Task directions: Pull out of the data below the stretch of lines bounded by the one containing "In this exercise you will label the white flower" and the one containing "In this exercise you will label the flower bouquet", both bounds included, unchanged.
─── Given entries
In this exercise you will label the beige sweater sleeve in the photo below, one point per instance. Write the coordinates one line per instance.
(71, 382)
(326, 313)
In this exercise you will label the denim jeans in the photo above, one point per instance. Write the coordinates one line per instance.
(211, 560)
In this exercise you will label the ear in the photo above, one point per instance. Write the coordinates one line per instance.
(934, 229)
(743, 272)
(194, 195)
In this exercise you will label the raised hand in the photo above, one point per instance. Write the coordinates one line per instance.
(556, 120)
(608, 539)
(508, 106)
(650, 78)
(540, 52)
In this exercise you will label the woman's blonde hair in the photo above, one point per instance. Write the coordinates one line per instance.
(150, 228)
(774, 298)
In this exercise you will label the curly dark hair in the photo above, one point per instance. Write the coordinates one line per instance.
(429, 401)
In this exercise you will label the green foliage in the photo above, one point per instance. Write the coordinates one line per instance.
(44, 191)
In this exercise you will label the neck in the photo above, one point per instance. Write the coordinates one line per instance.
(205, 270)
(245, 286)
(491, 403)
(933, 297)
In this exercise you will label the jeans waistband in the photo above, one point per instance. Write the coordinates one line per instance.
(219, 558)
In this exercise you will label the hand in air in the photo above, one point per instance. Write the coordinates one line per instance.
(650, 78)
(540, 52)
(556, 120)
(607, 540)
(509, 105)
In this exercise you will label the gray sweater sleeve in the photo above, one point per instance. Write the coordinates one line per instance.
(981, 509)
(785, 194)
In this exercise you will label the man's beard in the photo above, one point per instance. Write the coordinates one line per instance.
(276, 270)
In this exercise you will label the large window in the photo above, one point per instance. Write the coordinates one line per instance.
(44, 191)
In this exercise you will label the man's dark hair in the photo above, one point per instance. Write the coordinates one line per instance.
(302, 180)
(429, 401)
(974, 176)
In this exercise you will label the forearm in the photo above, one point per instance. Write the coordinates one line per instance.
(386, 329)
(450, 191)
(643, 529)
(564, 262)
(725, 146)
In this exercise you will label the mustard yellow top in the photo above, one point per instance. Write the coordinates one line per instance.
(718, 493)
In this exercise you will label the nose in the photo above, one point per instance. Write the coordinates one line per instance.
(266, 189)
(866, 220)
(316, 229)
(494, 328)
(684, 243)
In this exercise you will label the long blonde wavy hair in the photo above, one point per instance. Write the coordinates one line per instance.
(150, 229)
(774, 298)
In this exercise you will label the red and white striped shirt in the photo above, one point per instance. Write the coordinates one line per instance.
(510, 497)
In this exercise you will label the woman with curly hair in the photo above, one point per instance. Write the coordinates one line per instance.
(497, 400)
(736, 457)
──────
─── Given entries
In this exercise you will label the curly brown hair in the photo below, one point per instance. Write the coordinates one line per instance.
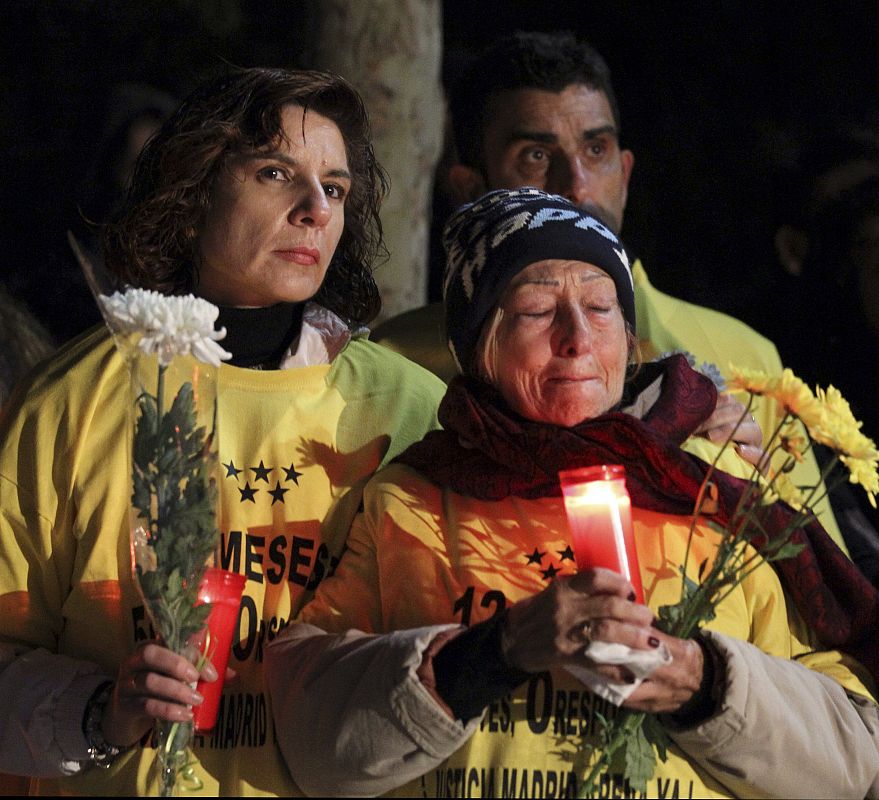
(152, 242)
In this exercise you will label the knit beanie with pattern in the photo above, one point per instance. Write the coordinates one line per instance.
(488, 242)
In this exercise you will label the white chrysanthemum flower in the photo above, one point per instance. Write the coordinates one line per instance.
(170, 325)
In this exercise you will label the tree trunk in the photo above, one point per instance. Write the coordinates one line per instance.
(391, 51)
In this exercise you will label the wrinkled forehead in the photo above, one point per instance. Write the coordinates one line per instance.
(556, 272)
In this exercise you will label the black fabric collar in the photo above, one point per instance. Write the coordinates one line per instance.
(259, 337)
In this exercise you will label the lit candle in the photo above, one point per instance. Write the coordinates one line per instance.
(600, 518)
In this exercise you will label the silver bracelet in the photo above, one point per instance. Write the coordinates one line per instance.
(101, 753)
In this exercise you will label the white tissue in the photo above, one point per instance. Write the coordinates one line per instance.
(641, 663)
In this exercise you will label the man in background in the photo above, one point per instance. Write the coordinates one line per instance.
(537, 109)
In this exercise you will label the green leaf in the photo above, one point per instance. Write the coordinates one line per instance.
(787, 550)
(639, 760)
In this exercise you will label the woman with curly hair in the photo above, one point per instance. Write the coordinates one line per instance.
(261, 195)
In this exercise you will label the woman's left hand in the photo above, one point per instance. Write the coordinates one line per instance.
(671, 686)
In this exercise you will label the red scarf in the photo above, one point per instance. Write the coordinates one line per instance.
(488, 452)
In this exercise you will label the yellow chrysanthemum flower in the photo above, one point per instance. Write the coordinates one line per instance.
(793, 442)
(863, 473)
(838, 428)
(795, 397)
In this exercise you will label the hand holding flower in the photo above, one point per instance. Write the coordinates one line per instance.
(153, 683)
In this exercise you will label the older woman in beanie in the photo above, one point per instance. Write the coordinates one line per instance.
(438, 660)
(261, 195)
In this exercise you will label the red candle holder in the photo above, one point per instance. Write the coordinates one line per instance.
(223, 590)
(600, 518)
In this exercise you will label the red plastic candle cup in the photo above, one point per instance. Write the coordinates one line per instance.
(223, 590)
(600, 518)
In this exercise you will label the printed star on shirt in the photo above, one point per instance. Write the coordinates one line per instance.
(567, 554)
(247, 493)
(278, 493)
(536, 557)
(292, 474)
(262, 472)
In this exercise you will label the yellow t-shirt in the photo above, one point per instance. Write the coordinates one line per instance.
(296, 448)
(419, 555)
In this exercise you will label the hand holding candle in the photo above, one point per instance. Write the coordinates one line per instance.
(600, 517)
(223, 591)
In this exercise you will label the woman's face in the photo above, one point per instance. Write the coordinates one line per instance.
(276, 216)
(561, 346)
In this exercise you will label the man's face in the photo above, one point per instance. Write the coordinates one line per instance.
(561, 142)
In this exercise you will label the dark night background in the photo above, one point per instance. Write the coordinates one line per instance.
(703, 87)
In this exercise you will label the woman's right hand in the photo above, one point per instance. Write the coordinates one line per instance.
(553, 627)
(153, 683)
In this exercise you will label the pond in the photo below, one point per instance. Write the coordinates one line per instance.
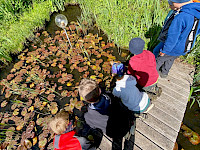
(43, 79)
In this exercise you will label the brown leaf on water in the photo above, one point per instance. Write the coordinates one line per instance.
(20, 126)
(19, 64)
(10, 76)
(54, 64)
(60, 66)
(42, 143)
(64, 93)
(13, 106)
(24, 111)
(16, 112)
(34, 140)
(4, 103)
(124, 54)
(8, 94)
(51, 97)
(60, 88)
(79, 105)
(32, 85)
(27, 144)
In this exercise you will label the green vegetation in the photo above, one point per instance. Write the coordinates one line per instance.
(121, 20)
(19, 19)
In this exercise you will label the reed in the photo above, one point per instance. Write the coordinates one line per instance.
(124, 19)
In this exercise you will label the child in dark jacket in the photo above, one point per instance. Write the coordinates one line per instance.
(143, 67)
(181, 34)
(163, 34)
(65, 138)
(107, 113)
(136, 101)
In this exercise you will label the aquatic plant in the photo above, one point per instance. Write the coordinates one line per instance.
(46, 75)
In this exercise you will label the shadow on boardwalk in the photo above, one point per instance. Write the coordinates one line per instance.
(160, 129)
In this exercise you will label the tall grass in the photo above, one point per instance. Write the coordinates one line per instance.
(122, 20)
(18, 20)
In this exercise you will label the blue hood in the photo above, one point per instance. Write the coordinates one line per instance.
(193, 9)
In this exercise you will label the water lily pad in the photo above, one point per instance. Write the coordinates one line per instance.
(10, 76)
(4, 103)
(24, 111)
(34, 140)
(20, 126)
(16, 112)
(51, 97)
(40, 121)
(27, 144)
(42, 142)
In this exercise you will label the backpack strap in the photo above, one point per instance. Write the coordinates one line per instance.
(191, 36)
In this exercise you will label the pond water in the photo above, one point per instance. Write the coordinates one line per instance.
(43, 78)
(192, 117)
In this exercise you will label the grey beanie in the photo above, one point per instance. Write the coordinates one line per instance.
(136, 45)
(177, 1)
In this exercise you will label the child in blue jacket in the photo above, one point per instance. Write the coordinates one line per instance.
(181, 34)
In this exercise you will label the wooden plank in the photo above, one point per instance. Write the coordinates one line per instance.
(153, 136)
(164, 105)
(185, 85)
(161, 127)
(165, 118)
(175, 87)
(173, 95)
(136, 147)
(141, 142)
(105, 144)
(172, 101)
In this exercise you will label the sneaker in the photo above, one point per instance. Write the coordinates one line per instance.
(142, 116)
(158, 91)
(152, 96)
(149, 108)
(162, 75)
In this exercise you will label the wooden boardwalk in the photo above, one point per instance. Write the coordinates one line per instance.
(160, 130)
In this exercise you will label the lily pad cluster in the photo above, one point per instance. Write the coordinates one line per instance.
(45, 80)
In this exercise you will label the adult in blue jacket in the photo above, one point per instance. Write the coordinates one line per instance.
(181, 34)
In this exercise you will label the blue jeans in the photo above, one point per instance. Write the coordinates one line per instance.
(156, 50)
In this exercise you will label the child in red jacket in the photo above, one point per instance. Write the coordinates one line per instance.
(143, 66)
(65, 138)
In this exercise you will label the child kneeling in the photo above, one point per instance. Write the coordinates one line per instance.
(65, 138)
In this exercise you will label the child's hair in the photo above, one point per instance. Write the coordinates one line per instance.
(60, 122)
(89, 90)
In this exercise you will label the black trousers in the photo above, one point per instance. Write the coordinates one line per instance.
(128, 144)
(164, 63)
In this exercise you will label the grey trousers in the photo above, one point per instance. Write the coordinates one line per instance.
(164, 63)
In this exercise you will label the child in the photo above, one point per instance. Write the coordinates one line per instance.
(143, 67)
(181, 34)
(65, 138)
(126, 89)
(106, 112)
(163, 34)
──────
─── Given entries
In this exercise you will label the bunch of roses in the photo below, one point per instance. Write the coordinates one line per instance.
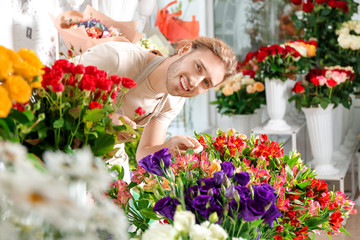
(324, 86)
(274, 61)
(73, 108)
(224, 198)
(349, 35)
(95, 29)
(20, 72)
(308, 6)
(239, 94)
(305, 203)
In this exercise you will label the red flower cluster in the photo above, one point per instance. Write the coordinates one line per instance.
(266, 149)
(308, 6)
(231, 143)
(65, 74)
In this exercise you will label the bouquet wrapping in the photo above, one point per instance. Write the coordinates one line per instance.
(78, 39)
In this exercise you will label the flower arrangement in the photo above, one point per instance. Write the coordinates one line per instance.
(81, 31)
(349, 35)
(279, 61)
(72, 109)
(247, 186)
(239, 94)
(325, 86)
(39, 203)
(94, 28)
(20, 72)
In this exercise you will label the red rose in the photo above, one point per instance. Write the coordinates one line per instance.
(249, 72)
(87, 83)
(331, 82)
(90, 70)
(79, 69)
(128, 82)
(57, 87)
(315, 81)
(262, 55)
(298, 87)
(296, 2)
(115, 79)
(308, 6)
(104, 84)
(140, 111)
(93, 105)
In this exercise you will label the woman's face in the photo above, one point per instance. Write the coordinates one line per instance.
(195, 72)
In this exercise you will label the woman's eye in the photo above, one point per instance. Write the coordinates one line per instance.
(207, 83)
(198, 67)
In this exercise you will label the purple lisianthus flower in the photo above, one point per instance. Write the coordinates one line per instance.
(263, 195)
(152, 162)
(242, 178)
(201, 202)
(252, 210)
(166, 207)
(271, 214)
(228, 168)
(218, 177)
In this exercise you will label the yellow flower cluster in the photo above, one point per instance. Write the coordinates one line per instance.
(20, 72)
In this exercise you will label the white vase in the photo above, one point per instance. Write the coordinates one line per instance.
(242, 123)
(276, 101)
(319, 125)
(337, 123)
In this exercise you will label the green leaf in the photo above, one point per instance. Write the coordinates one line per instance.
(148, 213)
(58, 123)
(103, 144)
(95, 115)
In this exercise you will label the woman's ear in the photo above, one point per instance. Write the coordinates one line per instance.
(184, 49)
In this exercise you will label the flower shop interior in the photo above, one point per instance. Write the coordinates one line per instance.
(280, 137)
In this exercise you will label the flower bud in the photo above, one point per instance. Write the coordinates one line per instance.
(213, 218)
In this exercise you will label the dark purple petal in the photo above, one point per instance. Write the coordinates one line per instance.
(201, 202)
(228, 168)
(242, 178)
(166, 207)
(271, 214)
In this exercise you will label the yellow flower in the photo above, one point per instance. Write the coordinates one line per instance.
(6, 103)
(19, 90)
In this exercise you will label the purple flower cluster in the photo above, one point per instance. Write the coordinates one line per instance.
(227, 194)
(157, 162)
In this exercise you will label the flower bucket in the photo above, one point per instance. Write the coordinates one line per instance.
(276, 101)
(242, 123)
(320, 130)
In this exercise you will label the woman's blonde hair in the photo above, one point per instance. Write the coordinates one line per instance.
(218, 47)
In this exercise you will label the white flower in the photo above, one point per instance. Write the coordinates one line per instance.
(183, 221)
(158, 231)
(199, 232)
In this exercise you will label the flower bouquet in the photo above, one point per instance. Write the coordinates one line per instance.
──────
Output of the task:
In this exercise you will label the white flower in the photo above, one point per instance. Write the coordinates one line per instance.
(183, 221)
(158, 231)
(199, 232)
In this exercise you will label the flower bouquet in the photo above, one point per instance. Write the coordinates one line per instance.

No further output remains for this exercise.